Passage choisi:

───

2. Attribution gratuite d’actions

En cas d’attribution gratuite d’actions, l’employeur choisit d’asseoir la contribution :

– soit sur la juste valeur des actions …

– soit sur la valeur des actions à la date de la décision d’attribution par le conseil d’administration ou le directoire. Pour déterminer la valeur des actions, on retiendra les règles définies au paragraphe 1) ci-dessus pour les actions cotées et non cotées.

La date d’attribution des actions gratuites est celle à laquelle le conseil d’administration ou le directoire en désigne les bénéficiaires et le nombre auquel, au terme de la période d’acquisition d’une durée minimale en principe de deux ans, ils peuvent prétendre. ».

───

Travail à faire:
1. D'après le passage choisi, qu'est-ce qui fixe la date d'attribution des actions gratuites ? Répondez en une à trois phrases.
2. Selon le passage choisi, quelle est en principe la durée minimale de la période d'acquisition ?
3. Restituez le passage choisi depuis « 2. Attribution gratuite » jusqu'à « et non cotées. » inclus.

───

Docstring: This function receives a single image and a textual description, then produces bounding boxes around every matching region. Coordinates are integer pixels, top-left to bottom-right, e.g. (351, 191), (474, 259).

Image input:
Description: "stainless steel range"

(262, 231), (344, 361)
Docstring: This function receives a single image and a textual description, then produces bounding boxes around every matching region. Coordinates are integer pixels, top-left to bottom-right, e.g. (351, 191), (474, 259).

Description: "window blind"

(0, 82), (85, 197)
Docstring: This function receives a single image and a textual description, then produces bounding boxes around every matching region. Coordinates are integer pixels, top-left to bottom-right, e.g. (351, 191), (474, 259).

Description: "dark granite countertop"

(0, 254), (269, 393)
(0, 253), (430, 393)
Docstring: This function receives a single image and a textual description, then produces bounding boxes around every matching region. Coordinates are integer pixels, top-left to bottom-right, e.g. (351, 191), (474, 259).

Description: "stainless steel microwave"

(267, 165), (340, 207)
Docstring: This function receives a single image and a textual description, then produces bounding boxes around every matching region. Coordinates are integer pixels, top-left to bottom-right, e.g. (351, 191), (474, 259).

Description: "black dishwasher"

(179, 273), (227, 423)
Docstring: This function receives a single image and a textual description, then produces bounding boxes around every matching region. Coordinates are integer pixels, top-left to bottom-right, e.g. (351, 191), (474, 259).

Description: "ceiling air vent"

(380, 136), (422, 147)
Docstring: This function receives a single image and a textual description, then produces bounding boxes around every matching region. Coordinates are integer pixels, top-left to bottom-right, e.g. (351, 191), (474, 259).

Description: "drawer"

───

Exercice corrigé:
1. La date d'attribution est celle à laquelle le conseil d'administration ou le directoire désigne les bénéficiaires. À cette même date, il fixe aussi le nombre d'actions qu'ils peuvent prétendre recevoir au terme de la période d'acquisition.

2. Deux ans.

3.
2. Attribution gratuite d’actions

En cas d’attribution gratuite d’actions, l’employeur choisit d’asseoir la contribution :

– soit sur la juste valeur des actions …

– soit sur la valeur des actions à la date de la décision d’attribution par le conseil d’administration ou le directoire. Pour déterminer la valeur des actions, on retiendra les règles définies au paragraphe 1) ci-dessus pour les actions cotées et non cotées.